LiteLLM normalises ~100 providers behind a single OpenAI-Chat-compatible messages=[...] interface. convopack is the layer above it that decides what to send.

from litellm import completion
from convopack import Packer, Recency

packer = Packer(
    budget=8000,
    tokenizer="tiktoken:gpt-4o",
    strategy=Recency(),
    pin=("system", "last_user"),
    cache=True,
)

history = []

def respond(user_input: str) -> str:
    history.append({"role": "user", "content": user_input})
    packed = packer.pack_litellm(history)
    response = completion(model="claude-sonnet-4-6", messages=packed)
    reply = response.choices[0].message.content
    history.append({"role": "assistant", "content": reply})
    return reply

pack_litellm is essentially pack_openai because LiteLLM's wire format is the OpenAI Chat shape. The reason it exists as a separate method is so your code says what it means.

Choosing the model at call time

LiteLLM routes by the model= parameter, not by the message shape, so you can keep one Packer and switch models freely:

for model in ("gpt-4o", "claude-sonnet-4-6", "gemini-2.5-pro"):
    packed = packer.pack_litellm(history)

Data extracts:

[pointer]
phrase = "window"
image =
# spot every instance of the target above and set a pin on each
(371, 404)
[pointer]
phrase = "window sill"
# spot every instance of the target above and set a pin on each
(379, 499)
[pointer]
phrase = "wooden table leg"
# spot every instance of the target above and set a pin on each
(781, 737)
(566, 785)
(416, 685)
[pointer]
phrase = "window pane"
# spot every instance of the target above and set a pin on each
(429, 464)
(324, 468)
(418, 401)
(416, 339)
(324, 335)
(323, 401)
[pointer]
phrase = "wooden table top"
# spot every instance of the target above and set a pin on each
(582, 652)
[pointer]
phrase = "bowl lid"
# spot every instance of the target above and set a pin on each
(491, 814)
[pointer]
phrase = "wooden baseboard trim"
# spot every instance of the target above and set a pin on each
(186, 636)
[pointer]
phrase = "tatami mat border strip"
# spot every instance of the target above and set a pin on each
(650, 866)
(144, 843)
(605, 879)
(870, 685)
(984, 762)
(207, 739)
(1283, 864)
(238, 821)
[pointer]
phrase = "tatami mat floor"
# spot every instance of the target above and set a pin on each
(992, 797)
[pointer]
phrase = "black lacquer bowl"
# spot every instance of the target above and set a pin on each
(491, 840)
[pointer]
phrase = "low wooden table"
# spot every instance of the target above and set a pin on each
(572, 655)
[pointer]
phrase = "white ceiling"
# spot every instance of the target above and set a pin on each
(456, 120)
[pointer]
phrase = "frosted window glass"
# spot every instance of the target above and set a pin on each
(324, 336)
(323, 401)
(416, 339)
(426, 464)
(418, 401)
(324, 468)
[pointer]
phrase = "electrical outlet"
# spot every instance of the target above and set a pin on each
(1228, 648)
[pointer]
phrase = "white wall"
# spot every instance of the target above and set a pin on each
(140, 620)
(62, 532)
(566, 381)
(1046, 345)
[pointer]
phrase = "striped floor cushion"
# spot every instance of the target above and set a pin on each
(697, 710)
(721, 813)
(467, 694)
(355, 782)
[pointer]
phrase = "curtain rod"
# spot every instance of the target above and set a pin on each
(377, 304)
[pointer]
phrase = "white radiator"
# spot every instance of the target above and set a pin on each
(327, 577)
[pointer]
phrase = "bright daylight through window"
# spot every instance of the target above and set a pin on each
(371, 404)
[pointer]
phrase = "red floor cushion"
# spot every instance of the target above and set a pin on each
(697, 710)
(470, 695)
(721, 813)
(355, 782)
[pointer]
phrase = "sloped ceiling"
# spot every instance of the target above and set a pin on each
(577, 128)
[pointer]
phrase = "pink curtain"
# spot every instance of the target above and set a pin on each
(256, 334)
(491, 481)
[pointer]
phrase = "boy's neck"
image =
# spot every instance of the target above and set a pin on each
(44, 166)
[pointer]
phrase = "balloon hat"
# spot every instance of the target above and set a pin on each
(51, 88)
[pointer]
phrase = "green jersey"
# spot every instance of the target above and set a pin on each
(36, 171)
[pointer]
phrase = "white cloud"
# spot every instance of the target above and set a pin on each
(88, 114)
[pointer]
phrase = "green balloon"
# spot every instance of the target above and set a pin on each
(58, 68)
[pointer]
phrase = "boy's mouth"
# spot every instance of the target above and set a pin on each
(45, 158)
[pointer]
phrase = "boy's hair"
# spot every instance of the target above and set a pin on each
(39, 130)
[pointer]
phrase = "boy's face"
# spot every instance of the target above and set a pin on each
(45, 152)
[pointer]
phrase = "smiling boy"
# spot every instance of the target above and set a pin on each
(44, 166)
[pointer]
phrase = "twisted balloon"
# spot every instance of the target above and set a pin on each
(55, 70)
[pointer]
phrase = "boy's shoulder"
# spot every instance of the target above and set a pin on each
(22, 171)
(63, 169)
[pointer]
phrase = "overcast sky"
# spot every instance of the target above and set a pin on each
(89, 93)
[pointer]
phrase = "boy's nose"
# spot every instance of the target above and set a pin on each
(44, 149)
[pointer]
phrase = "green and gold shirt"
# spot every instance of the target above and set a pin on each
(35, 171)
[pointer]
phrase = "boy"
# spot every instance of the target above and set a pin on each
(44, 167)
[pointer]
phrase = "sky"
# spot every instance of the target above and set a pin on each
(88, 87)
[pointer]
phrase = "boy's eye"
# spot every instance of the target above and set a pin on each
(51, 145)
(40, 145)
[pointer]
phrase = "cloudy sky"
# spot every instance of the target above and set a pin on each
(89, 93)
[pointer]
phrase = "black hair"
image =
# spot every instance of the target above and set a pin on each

Task 1: Can you shorten the paragraph in the convopack text that begins "pack_litellm is essentially", keeping its main facts?
Task 2: Could you carry the convopack text on from its last line?
You can leave the entries aside; nothing here depends on them.

Task output 1: pack_litellm is basically pack_openai, since LiteLLM uses the OpenAI Chat wire format. It exists as a separate method only so your code states its intent.

Task output 2:
    response = completion(model=model, messages=packed)
    print(model, "->", response.choices[0].message.content[:60])

Caching across providers

Both Anthropic and OpenAI honour their respective prompt caches when called through LiteLLM. The cache=True flag on Packer will still emit cache_control markers — LiteLLM forwards them to Anthropic, and the same flag also keeps prefixes byte-stable for OpenAI's automatic caching.

Tool calls

LiteLLM passes through the OpenAI tool_calls / tool message shape unchanged for most providers. convopack's tool-pair atomicity invariant holds end-to-end: if a tool_use survives the pack, its matching tool response survives with it.